Teks Halaman
########################################

Tuesday, June 19, 2007

Belajar dari Qaryah Thayyibah,
Pendidikan Alternatif yang Membebaskan


Keputusan di Tangan Siswa
Keberhasilan pendidikan tidak ditentukan oleh menterengnya gedung sekolah atau lengkapnya fasilitas. Kebebasan anak dalam berekspresi dan kepercayaan orang tua terhadap mereka justru yang paling utama.
--------

"PENDIDIKAN itu harus membebaskan. Bagaimana mungkin anak bisa tumbuh kreatif kalau warna kaos kaki saja ditentukan oleh sekolah," tutur Ahmad Bahruddin, Kamis (24/5) lalu. Pekan lalu, pria pengagas sekolah alternatif SMP dan SMA Qaryah Thayyibah, Kalibening, Salatiga, Jawa Tengah itu mengunjungi Surabaya untuk berdiskusi mengenai pendidikan alternatif. Dia diminta berbagi pengalaman dan menularkan ilmunya kepada mahasiswa Universitas Negeri Surabaya (Unesa).

Tentu tak hanya sekelompok mahasiswa Unesa saja yang penasaran dengan kunci sukses alumnus Fakultas Tarbiyah Institut Agama Islam Negeri (IAIN) Walisongo Semarang cabang Salatiga itu. Para peserta diskusi lain juga bertanya-tanya, bagaimana Bahruddin mampu menyelenggarakan sekolah alternatif dan mencetak siswa-siswi mandiri kaya kreasi. Yang tak kalah penting, bagaimana mereka dapat berkarya dengan biaya yang murah.

########################################

Perintah Tugas
Tolong tuliskan ulang dengan tepat bagian teks halaman mulai dari "Tuesday, June 19, 2007" sampai dengan "yang paling utama.". Data berikut tidak berperan apa pun dalam tugas ini.

########################################

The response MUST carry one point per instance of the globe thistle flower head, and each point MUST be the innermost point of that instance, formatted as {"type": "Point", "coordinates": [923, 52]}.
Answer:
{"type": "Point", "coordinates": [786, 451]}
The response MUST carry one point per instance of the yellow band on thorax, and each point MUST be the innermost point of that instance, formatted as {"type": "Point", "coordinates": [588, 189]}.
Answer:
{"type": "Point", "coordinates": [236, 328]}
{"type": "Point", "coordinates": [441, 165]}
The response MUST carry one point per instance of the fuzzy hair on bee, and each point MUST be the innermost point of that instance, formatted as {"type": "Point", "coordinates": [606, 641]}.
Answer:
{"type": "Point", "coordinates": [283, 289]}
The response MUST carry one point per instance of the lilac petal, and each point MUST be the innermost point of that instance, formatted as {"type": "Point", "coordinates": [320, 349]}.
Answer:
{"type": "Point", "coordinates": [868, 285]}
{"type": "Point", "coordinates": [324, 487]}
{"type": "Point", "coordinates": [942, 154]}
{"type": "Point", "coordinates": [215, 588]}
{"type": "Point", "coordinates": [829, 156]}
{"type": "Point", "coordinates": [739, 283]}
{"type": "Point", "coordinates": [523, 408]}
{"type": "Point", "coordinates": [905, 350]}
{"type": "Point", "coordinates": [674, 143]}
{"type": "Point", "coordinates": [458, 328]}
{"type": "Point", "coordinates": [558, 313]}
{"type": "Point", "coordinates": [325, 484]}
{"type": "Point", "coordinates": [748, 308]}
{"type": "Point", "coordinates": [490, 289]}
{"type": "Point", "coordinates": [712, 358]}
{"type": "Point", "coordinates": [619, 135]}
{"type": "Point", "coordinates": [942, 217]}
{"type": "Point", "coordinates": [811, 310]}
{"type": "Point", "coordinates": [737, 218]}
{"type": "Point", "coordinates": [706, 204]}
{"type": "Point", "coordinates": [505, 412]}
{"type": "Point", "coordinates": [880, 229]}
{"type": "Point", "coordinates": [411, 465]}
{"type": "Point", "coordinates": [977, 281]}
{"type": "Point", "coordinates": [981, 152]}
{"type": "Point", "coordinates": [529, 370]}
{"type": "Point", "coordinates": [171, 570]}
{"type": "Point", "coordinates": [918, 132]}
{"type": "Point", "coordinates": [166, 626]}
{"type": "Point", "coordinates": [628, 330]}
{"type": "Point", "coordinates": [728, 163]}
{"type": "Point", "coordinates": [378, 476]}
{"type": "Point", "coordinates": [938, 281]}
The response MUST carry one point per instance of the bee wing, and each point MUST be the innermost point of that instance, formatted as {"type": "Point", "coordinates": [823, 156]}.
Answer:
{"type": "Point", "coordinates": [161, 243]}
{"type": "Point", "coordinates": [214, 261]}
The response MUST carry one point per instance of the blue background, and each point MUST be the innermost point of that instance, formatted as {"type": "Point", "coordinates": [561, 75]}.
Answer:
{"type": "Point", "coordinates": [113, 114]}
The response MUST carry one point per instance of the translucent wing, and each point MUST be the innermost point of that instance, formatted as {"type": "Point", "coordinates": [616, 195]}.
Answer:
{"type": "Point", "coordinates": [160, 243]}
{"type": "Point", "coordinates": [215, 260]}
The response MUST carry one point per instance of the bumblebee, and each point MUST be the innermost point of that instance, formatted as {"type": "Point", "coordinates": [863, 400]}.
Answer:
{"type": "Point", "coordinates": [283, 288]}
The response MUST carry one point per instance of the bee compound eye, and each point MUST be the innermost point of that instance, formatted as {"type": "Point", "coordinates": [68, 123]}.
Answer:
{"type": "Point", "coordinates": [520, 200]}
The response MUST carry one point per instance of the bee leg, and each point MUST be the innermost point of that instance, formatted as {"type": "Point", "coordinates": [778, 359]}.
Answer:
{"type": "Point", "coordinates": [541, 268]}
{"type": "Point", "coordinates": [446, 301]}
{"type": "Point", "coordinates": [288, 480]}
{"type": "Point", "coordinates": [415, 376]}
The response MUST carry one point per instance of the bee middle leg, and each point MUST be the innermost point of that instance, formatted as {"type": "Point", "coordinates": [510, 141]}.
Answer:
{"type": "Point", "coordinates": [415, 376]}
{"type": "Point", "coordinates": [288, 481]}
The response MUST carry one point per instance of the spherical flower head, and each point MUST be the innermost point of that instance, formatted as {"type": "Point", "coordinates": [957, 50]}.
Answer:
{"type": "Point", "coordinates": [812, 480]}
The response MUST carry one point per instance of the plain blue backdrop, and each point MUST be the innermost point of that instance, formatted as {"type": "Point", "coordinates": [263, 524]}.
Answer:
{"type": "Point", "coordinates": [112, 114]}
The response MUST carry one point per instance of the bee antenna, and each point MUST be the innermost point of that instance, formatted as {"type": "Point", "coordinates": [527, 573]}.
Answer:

########################################

Hasil Tugas
Tuesday, June 19, 2007

Belajar dari Qaryah Thayyibah,
Pendidikan Alternatif yang Membebaskan


Keputusan di Tangan Siswa
Keberhasilan pendidikan tidak ditentukan oleh menterengnya gedung sekolah atau lengkapnya fasilitas. Kebebasan anak dalam berekspresi dan kepercayaan orang tua terhadap mereka justru yang paling utama.